Give the number of lines in the data that contain "clicks", and nothing more.
++++ DATA FOR PROCESSING
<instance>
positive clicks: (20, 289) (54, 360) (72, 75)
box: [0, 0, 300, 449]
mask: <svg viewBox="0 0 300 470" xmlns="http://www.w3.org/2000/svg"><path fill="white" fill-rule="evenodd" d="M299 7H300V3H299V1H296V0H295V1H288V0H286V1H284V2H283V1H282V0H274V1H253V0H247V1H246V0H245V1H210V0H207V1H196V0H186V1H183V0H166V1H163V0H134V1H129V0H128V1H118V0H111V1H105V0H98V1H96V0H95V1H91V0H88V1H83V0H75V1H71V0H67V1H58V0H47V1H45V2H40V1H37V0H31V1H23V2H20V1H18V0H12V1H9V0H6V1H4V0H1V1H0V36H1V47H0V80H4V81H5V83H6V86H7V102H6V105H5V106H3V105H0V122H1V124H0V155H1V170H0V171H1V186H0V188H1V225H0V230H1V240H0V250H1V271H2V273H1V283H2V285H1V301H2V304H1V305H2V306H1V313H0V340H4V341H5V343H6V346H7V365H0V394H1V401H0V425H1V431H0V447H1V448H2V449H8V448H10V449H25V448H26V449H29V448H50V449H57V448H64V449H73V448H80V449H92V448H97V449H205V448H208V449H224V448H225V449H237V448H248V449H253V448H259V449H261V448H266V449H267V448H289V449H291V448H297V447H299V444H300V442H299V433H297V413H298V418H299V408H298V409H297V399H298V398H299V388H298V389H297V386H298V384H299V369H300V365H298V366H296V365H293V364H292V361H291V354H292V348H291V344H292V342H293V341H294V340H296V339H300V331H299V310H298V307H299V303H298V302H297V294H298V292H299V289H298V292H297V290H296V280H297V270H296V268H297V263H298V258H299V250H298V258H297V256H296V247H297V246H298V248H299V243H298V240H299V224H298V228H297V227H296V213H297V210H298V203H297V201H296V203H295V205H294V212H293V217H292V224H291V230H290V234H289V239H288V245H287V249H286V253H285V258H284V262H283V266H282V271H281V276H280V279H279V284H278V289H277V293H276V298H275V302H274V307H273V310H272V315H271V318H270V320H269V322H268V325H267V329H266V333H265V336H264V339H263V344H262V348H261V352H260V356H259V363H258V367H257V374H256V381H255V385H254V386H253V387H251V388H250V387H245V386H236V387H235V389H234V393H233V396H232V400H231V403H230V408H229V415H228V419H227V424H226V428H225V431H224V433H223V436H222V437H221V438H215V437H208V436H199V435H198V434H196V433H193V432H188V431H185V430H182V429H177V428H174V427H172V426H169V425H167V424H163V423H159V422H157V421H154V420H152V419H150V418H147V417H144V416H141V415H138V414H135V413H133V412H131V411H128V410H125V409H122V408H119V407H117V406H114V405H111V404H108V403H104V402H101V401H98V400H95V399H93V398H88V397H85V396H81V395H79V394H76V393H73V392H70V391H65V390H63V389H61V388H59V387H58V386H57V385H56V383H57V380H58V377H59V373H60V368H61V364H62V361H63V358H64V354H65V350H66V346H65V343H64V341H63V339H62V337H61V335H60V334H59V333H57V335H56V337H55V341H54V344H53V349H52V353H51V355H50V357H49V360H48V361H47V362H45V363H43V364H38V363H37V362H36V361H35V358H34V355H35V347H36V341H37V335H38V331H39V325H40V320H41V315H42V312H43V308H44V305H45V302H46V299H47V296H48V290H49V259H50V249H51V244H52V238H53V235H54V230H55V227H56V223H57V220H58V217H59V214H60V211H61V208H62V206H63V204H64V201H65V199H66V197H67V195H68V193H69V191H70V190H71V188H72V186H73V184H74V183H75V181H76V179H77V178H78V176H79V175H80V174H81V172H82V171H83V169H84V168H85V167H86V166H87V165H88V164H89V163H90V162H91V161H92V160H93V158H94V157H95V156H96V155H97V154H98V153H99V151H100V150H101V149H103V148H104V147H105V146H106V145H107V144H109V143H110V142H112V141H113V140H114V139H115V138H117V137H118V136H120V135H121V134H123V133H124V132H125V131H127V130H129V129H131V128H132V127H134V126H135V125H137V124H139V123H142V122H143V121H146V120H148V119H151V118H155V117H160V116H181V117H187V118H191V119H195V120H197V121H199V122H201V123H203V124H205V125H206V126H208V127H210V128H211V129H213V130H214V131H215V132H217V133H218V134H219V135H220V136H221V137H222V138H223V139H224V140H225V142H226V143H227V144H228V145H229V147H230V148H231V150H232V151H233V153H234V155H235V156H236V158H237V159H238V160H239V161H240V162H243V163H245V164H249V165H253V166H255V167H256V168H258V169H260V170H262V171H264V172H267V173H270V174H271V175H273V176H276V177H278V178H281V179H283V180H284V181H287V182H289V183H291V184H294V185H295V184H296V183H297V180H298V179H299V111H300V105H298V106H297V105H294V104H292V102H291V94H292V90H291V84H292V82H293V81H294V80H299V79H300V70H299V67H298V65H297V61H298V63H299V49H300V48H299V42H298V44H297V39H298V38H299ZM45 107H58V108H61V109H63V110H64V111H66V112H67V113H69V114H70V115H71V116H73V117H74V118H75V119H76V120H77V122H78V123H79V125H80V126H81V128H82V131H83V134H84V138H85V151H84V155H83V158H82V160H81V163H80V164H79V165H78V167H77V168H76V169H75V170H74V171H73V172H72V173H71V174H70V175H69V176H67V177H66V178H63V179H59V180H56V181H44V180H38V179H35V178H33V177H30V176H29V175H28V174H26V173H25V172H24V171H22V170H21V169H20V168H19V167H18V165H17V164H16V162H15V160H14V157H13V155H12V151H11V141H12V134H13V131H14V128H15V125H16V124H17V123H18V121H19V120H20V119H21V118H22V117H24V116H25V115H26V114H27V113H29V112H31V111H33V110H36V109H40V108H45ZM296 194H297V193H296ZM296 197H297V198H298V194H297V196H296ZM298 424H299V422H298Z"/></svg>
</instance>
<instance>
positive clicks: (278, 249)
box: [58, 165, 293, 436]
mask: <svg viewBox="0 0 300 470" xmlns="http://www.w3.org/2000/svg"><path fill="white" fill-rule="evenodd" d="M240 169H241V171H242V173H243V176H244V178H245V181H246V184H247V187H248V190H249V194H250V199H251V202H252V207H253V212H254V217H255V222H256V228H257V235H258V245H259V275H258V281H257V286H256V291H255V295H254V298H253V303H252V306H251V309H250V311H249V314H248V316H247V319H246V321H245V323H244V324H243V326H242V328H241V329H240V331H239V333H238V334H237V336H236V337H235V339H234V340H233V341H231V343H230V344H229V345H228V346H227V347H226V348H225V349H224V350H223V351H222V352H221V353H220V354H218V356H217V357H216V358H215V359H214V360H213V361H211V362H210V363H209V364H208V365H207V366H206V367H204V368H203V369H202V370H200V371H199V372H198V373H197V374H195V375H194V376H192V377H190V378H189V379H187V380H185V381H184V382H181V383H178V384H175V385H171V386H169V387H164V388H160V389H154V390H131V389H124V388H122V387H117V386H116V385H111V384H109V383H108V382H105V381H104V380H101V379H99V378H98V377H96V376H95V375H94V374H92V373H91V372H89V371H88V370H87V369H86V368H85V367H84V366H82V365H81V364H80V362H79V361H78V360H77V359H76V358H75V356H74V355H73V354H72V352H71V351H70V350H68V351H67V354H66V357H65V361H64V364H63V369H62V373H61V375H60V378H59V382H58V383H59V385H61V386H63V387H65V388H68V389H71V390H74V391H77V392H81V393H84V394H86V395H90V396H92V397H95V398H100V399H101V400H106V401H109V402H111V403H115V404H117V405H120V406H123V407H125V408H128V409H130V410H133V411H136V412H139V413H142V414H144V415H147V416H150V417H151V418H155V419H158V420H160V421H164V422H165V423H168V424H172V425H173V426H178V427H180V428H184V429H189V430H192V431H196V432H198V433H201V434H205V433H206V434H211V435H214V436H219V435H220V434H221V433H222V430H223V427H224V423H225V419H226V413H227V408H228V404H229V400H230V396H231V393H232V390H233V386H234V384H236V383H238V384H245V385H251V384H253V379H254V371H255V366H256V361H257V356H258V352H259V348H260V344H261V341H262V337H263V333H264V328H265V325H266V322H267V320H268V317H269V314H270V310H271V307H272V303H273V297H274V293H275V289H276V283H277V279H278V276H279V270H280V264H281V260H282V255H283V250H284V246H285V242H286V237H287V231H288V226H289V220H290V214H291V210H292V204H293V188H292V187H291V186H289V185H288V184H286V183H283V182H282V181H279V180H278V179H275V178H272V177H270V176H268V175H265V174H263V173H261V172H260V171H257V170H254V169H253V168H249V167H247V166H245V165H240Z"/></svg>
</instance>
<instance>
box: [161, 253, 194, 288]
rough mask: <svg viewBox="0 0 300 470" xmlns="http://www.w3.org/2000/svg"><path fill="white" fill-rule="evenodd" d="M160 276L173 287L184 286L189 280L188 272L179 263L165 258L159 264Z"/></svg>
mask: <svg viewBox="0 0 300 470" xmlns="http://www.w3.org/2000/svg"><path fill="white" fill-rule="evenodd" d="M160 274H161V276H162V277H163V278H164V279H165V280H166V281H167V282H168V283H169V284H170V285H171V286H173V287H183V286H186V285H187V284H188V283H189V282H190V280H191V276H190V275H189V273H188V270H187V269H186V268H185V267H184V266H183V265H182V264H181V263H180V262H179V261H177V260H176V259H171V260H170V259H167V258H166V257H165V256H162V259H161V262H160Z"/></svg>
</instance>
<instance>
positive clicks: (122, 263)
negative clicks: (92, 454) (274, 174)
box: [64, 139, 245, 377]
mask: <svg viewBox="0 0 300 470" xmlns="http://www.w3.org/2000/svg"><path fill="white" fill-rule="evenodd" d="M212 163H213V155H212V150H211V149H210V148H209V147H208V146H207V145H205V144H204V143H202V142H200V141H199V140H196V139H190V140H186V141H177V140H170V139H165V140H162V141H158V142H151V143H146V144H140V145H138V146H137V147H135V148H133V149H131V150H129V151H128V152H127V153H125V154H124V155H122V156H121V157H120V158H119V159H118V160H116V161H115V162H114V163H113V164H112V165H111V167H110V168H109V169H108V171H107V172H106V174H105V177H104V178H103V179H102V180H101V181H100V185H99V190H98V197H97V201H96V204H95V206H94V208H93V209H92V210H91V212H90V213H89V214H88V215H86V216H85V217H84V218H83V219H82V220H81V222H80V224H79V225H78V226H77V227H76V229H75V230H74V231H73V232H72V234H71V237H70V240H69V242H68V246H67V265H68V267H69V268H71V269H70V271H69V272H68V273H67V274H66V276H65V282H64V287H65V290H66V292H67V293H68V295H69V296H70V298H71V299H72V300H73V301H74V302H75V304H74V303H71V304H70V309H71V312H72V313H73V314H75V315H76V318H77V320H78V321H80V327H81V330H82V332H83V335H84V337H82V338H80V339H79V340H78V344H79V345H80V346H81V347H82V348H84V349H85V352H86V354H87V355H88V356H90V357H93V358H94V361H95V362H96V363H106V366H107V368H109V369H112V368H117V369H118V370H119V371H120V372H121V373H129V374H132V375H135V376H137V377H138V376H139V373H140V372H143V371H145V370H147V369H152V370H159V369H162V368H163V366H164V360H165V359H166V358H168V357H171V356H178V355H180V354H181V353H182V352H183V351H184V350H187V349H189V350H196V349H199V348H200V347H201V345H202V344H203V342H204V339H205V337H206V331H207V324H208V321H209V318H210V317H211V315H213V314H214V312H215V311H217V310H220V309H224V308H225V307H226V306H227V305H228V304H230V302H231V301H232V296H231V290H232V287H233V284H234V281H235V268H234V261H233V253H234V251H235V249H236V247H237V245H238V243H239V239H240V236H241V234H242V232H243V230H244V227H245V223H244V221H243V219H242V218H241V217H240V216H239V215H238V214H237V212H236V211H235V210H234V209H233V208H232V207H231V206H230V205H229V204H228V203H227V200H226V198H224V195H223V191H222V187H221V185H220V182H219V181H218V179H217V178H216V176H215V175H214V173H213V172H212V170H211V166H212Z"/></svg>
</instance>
++++++++
* [EXPECTED OUTPUT]:
4